Re: Great SWT Program
- From: bbound@xxxxxxxxx
- Date: Sat, 20 Oct 2007 16:32:44 -0000
On Oct 19, 6:08 am, blm...@xxxxxxxxxxxxx <blm...@xxxxxxxxxxxxx> wrote:
The notion that they could gain something from learning a particular
interface implies that it's equal or even superior to others.
I don't agree. Even if you regard all interfaces other than the
currently popular one as inferior -- you know the old adage about
those who don't know the mistakes of history being condemned to
repeat them?
My personal experience has been that students and budding designers
and such will repeat them anyway, and learn from them. This is one of
the things school is for -- to get that phase over with before they
are making stuff for actual consequential purposes instead of as
educational assignments. :)
There's also the distilled wisdom of the usability professionals and
their reams of documents, guidelines, and whitepapers, plus the "copy
something you know works well" approach.
Hell, us Java coders just need to not egregiously abuse the ability to
make custom Swing components and L&Fs to get a UI that should be
decently usable. We concern ourselves with putting the particular
controls into the UI that are needed; Swing concerns itself with
making them work properly with the keyboard and mouse. Larger-scale
usability issues arise of course, such as how to organize things, but
even there there are standard patterns you see everywhere that you can
copy, and the Swing guidelines and Java Tutorial and conventions and
even the way the controls themselves work tends to push one toward
making a "normal" UI.

- _SUPPLIED INFORMATION_:

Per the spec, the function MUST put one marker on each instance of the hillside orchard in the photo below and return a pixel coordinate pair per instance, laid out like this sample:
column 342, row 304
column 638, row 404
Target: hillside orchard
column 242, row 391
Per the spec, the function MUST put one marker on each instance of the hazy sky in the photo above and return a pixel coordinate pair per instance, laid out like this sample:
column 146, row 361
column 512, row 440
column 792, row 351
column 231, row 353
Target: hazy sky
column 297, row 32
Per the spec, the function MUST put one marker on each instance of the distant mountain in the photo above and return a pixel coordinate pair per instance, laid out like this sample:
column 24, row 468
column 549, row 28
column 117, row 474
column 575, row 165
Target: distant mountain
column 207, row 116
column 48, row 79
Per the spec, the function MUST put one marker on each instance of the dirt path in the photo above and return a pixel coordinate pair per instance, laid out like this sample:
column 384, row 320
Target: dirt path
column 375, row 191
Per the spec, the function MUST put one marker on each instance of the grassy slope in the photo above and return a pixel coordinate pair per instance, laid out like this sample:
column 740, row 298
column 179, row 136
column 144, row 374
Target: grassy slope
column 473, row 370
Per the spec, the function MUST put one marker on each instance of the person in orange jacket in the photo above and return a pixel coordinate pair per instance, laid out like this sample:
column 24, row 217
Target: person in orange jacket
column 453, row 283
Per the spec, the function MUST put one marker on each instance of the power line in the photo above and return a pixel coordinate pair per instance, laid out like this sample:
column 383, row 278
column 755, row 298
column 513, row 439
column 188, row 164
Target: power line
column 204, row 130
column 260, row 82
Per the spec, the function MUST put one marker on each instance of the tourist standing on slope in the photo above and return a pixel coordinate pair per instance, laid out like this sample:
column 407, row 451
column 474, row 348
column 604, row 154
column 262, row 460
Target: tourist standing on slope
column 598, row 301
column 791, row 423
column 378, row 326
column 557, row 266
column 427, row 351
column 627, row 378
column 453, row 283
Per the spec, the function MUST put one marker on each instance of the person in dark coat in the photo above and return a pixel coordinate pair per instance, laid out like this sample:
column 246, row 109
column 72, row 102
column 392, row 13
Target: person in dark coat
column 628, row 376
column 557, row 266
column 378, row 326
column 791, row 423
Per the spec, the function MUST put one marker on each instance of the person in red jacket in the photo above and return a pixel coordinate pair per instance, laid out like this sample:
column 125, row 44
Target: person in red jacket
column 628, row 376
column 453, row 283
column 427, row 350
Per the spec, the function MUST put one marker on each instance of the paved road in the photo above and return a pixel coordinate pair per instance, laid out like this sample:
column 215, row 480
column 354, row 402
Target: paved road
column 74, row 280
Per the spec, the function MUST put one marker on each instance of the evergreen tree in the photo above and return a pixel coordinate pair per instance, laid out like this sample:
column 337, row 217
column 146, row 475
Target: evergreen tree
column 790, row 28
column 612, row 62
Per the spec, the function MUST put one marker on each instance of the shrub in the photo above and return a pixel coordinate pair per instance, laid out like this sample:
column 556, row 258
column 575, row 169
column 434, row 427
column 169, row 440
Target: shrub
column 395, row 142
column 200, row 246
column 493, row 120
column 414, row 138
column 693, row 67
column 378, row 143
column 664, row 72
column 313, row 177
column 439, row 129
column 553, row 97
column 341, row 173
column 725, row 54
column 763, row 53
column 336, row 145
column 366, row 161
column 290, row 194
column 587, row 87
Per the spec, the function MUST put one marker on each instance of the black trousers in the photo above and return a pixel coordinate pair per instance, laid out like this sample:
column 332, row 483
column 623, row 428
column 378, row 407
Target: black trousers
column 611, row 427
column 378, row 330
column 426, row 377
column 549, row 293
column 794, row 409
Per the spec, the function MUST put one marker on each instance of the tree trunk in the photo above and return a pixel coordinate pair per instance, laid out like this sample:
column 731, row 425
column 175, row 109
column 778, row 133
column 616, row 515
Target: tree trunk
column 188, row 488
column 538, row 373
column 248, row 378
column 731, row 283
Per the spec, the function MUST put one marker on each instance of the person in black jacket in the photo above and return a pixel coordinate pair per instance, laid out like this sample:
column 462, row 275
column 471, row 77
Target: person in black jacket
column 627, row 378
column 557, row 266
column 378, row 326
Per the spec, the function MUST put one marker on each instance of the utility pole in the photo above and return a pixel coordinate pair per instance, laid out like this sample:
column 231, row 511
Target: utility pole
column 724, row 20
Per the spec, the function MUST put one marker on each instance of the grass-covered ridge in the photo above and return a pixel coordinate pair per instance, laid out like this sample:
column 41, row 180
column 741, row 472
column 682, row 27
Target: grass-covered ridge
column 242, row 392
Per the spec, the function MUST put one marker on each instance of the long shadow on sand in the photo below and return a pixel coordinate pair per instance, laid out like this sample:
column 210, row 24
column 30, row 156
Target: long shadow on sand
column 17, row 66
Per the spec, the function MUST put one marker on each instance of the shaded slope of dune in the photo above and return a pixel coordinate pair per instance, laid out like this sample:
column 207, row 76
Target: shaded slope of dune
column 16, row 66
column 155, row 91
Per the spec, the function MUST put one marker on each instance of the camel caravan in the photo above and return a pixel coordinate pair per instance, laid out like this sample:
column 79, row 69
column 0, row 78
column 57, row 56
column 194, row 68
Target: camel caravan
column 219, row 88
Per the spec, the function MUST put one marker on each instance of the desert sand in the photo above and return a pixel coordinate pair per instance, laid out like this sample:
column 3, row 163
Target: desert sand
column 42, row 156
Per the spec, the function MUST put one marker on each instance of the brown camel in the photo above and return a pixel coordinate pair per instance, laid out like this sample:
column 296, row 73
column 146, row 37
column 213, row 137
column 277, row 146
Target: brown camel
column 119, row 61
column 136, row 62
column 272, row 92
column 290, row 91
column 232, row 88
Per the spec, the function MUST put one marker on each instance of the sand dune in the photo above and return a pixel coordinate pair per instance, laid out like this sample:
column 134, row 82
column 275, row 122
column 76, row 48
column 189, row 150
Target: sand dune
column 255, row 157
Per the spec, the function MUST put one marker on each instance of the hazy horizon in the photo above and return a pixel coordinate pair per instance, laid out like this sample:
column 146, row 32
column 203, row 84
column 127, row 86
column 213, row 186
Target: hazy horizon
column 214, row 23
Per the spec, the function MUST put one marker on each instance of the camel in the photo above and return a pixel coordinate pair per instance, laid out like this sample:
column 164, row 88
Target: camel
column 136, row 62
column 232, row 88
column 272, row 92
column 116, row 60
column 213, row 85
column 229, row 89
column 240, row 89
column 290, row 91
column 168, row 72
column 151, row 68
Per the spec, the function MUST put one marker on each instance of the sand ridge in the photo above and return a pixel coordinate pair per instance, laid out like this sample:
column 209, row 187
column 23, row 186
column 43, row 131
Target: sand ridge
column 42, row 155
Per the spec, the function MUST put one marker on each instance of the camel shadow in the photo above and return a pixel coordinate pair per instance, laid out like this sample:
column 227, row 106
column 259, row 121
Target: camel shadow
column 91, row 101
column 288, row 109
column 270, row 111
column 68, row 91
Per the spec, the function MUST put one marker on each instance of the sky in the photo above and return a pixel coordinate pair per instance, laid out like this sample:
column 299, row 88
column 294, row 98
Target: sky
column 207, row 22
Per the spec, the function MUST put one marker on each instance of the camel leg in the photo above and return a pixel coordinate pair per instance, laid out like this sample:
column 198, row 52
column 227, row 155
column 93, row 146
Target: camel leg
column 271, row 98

--

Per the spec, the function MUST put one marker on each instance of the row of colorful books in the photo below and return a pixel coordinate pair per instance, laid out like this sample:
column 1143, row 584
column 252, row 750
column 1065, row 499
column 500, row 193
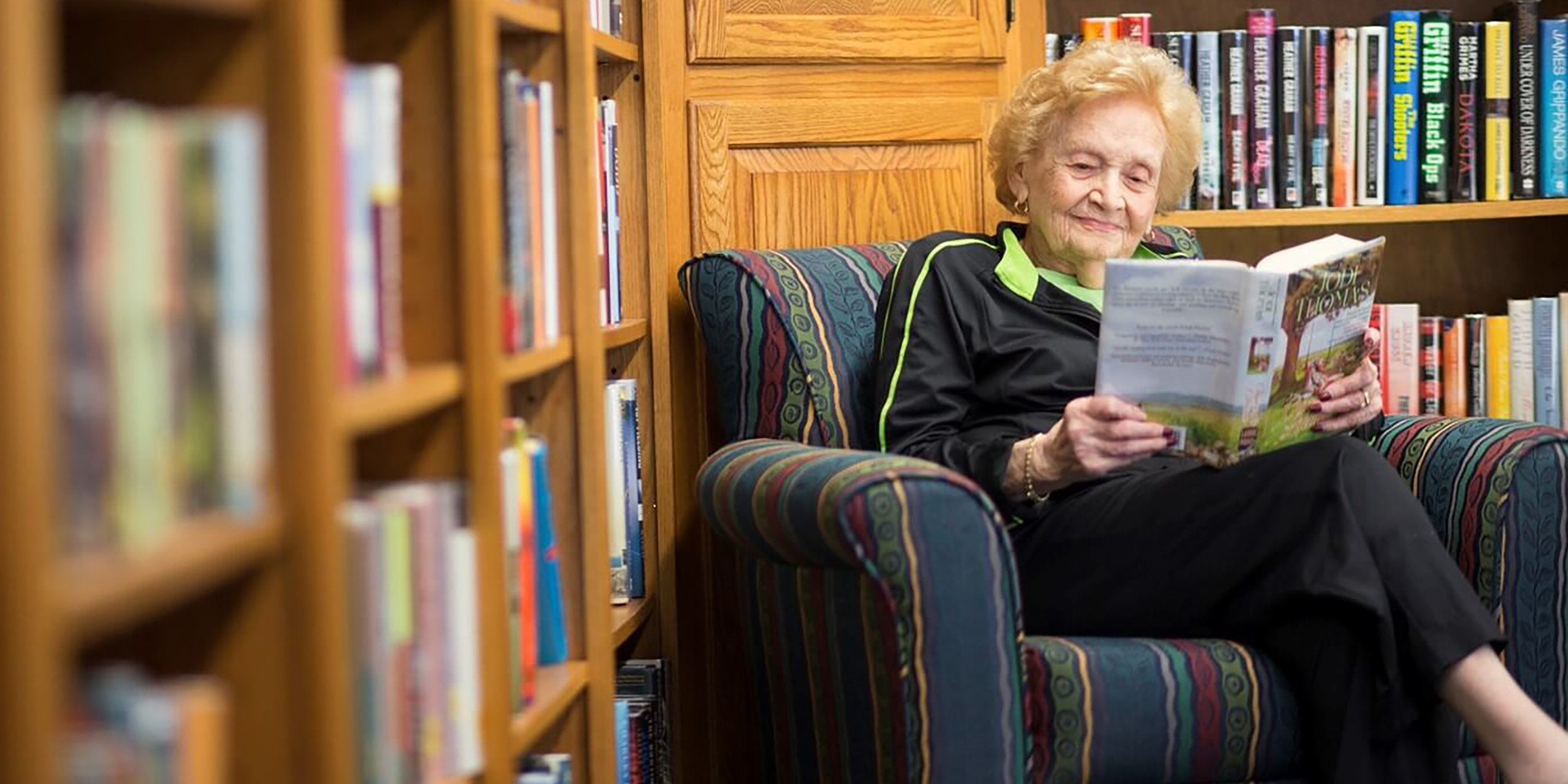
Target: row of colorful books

...

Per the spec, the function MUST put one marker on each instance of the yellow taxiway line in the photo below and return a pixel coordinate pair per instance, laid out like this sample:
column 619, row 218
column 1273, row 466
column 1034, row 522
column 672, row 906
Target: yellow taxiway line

- _GIVEN PROBLEM A_: Decide whether each statement agrees with the post about Swing: (i) the writer expects students to repeat design mistakes anyway and learn from them; (ii) the writer says Swing leaves keyboard and mouse handling to the Java coder; (iii) the writer says there are no standard patterns to follow when organizing a UI. For each, answer yes or no and quote the deciding words.
- _GIVEN PROBLEM B_: In the post about Swing, what does the writer say Java coders must avoid doing in order to get a decently usable UI?
- _GIVEN PROBLEM C_: Copy out the stretch of the post about Swing from "Re: Great SWT" through "repeat them?".

- _WORKED SOLUTION A_:
(i) Yes: "students and budding designers and such will repeat them anyway, and learn from them"
(ii) No: "Swing concerns itself with making them work properly with the keyboard and mouse"
(iii) No: "there are standard patterns you see everywhere that you can copy"

- _WORKED SOLUTION B_: Egregiously abusing the ability to make custom Swing components and L&Fs.

- _WORKED SOLUTION C_:
Re: Great SWT Program
- From: bbound@xxxxxxxxx
- Date: Sat, 20 Oct 2007 16:32:44 -0000
On Oct 19, 6:08 am, blm...@xxxxxxxxxxxxx <blm...@xxxxxxxxxxxxx> wrote:
The notion that they could gain something from learning a particular
interface implies that it's equal or even superior to others.
I don't agree. Even if you regard all interfaces other than the
currently popular one as inferior -- you know the old adage about
those who don't know the mistakes of history being condemned to
repeat them?